> _WHAT NEEDS TO BE DONE_:
Only one stretch of the data below is wanted: the lines from the one with "grass background in the photo above." through the one with "road in the photo above.", repeated exactly.

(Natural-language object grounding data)
# # # # #

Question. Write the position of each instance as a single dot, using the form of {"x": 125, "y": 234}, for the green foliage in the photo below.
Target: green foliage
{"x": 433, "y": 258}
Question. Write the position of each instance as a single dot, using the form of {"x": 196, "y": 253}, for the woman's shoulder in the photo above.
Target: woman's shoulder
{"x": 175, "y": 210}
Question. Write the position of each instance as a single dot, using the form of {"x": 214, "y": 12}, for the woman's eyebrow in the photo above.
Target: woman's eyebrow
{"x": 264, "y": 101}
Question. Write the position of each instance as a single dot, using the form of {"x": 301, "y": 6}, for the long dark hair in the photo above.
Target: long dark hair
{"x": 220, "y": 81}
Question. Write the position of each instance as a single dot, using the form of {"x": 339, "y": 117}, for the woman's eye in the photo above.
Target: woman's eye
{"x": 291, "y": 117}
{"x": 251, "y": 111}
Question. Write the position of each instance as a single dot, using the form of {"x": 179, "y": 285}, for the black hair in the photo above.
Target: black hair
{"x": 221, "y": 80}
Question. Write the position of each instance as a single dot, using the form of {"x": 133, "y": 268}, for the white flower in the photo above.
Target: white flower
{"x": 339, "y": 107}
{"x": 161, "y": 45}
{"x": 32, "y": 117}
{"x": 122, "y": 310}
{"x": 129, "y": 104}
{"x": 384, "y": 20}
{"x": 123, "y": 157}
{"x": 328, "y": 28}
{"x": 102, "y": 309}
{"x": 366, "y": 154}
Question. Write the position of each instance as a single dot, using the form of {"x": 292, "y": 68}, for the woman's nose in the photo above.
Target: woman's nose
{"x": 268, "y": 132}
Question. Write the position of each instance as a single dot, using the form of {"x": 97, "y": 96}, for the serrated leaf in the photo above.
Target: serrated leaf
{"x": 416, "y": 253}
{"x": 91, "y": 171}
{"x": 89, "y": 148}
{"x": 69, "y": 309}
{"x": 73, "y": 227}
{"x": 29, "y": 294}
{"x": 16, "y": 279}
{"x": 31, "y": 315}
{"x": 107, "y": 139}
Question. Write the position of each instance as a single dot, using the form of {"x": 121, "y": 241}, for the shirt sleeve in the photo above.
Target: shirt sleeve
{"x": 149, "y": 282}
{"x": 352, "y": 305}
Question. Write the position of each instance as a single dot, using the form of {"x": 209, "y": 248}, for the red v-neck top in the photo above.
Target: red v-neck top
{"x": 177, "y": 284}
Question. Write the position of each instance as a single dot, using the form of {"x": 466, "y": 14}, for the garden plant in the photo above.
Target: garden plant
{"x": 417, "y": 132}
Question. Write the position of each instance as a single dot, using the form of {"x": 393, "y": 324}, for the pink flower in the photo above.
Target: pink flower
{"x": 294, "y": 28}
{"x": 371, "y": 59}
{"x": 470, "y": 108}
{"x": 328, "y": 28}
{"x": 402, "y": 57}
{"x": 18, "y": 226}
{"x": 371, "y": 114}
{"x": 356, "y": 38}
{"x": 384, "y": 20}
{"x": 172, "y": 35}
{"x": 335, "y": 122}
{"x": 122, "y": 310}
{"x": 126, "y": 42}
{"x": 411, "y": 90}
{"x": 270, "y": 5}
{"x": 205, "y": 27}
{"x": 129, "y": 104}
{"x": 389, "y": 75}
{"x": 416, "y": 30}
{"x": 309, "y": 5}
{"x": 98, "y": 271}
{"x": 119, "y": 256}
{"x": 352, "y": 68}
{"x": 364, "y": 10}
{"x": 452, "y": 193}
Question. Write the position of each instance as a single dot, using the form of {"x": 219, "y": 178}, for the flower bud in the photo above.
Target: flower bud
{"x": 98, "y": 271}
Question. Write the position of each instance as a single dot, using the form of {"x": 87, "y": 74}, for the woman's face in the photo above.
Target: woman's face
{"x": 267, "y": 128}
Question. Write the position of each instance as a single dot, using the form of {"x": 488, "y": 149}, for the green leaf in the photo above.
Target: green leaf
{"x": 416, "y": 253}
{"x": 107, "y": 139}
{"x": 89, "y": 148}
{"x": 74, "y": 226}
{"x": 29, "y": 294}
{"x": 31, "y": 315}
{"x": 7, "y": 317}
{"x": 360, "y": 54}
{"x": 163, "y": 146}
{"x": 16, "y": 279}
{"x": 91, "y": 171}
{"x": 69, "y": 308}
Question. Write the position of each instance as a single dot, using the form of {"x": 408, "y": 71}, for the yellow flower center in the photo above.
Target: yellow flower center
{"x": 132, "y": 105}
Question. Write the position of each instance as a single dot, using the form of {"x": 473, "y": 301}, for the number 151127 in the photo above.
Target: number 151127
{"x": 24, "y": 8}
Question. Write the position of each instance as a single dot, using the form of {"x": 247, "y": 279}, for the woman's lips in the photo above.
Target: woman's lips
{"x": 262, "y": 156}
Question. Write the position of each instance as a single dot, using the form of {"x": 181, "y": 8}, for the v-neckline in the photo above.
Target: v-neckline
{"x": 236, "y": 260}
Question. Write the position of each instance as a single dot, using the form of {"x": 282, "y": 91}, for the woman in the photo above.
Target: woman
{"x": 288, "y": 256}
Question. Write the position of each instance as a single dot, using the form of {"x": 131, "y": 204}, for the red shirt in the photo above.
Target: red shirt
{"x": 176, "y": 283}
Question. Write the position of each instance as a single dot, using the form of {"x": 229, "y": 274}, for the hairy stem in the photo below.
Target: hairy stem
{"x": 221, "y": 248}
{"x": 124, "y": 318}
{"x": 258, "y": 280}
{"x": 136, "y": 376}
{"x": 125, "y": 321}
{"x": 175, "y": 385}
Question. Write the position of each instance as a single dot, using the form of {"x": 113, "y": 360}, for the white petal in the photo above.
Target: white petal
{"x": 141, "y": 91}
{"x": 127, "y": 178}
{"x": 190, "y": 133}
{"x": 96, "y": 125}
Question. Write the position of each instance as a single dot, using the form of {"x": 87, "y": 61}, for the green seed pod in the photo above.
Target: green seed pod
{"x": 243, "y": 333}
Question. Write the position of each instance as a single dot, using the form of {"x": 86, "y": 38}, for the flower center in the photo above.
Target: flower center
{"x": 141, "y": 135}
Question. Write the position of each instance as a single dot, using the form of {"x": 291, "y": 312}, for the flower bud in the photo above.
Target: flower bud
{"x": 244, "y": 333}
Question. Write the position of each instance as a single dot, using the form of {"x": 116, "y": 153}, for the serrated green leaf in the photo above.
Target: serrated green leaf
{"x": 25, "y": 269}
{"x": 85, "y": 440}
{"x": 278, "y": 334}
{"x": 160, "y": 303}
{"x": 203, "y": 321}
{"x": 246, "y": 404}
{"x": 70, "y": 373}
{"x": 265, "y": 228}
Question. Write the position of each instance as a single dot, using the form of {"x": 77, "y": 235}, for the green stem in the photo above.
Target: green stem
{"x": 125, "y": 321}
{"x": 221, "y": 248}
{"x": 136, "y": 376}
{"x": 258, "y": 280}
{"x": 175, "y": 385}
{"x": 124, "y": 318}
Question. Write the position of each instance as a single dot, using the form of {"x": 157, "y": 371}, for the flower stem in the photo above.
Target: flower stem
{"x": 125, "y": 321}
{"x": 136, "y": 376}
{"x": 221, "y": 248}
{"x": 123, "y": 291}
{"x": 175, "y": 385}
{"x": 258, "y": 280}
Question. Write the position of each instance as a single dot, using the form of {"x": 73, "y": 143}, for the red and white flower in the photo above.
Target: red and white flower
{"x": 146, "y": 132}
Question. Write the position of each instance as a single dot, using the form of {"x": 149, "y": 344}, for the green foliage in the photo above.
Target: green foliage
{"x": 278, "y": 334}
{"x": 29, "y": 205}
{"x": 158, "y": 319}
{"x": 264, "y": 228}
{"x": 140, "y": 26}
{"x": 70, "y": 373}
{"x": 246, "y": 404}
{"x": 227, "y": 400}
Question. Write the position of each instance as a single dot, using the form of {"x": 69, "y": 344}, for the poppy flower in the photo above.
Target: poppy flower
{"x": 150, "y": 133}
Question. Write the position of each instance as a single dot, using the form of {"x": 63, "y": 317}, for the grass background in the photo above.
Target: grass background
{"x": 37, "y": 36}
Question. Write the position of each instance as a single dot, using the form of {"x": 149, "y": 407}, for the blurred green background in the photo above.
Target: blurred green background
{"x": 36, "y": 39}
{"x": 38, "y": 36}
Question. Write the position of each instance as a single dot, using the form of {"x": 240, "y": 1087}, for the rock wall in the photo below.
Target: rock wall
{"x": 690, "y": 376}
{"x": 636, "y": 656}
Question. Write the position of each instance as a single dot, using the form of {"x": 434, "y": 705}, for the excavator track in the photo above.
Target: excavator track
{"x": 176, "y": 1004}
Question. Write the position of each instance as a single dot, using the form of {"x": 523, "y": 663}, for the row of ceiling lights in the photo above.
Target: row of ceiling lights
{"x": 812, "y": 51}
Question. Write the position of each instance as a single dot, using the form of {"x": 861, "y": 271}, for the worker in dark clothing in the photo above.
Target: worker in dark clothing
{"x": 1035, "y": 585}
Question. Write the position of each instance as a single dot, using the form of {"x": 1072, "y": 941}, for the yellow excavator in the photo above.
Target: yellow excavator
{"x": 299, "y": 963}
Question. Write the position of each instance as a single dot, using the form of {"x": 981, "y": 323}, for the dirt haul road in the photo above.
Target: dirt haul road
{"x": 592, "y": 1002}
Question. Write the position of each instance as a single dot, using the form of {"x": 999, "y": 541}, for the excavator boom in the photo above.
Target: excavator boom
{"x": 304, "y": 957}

# # # # #

> _SOLUTION FOR THIS EXERCISE_:
Question. Write the position of each instance as a single dot, using the form of {"x": 63, "y": 317}, for the grass background in the photo above.
Target: grass background
{"x": 37, "y": 36}
Question. Write the position of each instance as a single dot, using the form of {"x": 149, "y": 407}, for the blurred green background in the photo above.
Target: blurred green background
{"x": 36, "y": 39}
{"x": 38, "y": 36}
Question. Write the position of each instance as a single dot, using the form of {"x": 240, "y": 1087}, for the rock wall in the photo below.
Target: rock wall
{"x": 690, "y": 376}
{"x": 636, "y": 656}
Question. Write the position of each instance as a single dot, using the form of {"x": 434, "y": 705}, for the excavator track in the photo above.
Target: excavator track
{"x": 176, "y": 1004}
Question. Write the position of each instance as a single dot, using the form of {"x": 523, "y": 663}, for the row of ceiling lights in the photo above.
Target: row of ceiling lights
{"x": 812, "y": 51}
Question. Write the position of each instance as a single dot, using the form of {"x": 861, "y": 271}, for the worker in dark clothing in the photo above.
Target: worker in dark clothing
{"x": 1035, "y": 585}
Question. Write the position of each instance as a single dot, using the form of {"x": 1072, "y": 941}, for the yellow excavator in the photo above.
Target: yellow excavator
{"x": 299, "y": 963}
Question. Write the position of each instance as a single dot, using the form of {"x": 981, "y": 323}, for the dirt haul road in the photo above.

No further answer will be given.